## Selected excerpt
* * * *

Karmê Chöling is a Shambhala Buddhist meditation retreat center and community in Barnet, Vermont. It was originally known as "Tail of the Tiger". The staff there offers meditation programs and retreats in the Shambhala Buddhist tradition to hundreds of students each year. Karmê Chöling facilities include 717 acres (2.9 km2) of wooded land, seven meditation halls, a Zen archery range, an organic garden, dining facilities, single and double rooms, dormitory housing, and seven retreat cabins. The center also houses visitors and staff in tents on wooden platforms in the warmer months of May through September. The center gives retreats, seminars, and workshops on meditation, gardening, archery, and theater.

==History==
In 1970, Karmê Chöling was founded in Barnet, Vermont by the Vidyadhara (literally meaning “knowledge holder”, a spiritual leader of Buddhism) Chögyam Trungpa Rinpoche. Karmê Chöling is the first teaching seat in North America of Chögyam Trungpa Rinpoche, a 20th-century Buddhist meditation master that was credited with bringing Buddhism to the western world. Originally a dairy farm, the building was purchased by Chögyam Trungpa Rinpoche’s students and was converted under his supervision into a Shambhala Buddhist retreat center. It was called “Tail of the Tiger”, but in 1974 the name was changed to Karmê Chöling, which remains its name today.

Since its purchase, meditation rooms, sleeping quarters for key staff and members of certain programs have been added.

Karmê Chöling is affiliated with Shambhala International, and Karma Kagyu, Nyingma, and Shambhala Buddhism lineages.

* * * *

## How to complete this task
According to the Karmê Chöling text, what was the property before Chögyam Trungpa Rinpoche's students bought it?

## Extracted records
* * * *

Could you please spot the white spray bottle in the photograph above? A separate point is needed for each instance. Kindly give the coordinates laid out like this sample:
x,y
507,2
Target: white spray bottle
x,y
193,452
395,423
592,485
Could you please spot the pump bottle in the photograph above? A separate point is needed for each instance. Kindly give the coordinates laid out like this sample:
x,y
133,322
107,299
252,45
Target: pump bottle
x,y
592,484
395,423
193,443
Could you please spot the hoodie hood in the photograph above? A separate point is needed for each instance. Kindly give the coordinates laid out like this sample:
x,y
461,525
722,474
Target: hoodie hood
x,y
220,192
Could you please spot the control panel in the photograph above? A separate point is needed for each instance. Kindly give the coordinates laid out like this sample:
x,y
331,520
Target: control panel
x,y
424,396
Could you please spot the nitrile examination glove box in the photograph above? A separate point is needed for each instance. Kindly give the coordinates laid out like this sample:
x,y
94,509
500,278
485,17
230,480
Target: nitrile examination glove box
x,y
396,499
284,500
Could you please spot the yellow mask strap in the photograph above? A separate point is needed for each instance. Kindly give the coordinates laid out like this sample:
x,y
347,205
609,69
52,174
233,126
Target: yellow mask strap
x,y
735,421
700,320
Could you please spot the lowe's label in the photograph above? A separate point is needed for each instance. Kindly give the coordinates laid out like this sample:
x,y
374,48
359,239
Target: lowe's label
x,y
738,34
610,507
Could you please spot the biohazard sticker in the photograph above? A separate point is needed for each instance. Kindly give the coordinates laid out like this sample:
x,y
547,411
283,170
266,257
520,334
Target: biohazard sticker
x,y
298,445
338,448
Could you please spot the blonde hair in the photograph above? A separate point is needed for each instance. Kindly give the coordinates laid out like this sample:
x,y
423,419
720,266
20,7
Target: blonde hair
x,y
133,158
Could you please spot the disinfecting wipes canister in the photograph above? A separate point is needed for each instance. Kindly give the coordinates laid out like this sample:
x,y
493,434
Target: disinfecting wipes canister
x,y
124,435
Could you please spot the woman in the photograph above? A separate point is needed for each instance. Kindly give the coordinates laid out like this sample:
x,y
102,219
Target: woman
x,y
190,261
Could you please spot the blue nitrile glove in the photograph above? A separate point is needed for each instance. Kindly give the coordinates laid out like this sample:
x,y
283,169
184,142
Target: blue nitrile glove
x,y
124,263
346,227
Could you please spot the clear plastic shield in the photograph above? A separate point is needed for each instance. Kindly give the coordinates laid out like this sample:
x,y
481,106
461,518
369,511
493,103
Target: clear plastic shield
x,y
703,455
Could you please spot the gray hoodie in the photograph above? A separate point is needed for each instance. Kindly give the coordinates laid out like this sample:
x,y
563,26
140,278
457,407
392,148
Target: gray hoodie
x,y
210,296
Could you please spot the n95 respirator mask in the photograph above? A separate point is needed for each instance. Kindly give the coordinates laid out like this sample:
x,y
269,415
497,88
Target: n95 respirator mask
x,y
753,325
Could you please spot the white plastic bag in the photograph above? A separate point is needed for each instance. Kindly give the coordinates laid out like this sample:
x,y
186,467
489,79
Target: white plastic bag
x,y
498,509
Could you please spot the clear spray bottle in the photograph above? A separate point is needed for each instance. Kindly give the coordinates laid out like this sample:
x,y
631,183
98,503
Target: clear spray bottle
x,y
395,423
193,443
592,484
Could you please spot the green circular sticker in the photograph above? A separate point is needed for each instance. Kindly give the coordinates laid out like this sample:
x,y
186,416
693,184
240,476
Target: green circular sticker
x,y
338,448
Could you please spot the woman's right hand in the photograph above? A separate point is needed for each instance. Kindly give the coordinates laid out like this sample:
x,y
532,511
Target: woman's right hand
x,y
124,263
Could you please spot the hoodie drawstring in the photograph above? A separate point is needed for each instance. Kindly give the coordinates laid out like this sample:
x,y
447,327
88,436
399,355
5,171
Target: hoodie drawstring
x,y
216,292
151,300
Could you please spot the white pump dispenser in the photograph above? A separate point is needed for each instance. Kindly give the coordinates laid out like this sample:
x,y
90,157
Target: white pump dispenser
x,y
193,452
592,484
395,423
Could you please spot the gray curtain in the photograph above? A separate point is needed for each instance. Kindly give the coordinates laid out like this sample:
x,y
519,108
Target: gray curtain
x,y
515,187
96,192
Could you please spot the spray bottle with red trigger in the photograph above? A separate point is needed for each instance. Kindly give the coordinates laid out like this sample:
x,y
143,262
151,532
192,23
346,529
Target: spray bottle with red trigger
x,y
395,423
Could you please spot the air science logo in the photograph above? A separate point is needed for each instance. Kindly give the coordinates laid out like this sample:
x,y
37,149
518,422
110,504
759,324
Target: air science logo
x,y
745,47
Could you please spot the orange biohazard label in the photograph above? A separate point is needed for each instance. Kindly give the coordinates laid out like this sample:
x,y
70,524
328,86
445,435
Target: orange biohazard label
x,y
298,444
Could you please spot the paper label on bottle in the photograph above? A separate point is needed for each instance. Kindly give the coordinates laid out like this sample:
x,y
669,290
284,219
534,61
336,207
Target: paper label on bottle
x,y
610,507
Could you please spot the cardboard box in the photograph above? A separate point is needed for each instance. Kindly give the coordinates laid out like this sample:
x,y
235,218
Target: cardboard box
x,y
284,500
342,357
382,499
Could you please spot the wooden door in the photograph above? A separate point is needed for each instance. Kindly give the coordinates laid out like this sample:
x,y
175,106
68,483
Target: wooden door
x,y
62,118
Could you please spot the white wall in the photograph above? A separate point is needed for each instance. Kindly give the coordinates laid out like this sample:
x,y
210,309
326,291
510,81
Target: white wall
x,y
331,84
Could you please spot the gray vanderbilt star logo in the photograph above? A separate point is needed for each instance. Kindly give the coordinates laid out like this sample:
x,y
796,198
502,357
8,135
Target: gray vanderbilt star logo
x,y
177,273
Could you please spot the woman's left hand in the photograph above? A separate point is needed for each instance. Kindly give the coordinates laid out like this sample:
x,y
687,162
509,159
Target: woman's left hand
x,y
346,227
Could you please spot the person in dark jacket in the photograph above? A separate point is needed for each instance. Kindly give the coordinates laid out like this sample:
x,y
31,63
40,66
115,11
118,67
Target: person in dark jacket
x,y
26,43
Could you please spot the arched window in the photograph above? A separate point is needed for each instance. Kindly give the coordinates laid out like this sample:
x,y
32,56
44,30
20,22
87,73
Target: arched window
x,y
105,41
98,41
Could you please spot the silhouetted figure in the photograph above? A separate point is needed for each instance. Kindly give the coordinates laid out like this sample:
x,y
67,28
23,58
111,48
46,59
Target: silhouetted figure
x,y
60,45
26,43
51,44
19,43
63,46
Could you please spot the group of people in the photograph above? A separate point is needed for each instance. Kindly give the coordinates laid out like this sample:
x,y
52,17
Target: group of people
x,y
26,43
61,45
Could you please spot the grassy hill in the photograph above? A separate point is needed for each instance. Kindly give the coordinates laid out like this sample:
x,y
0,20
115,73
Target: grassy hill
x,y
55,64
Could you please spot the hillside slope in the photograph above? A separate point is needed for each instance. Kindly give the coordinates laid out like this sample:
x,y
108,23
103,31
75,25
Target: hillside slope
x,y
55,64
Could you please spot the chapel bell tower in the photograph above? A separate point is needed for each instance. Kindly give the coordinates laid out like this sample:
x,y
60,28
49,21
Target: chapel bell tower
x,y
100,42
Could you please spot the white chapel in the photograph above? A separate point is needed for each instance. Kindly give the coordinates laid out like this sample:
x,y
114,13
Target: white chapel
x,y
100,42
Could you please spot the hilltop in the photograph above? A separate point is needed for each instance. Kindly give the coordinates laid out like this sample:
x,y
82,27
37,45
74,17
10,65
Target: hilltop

* * * *

## Result for this task
A dairy farm.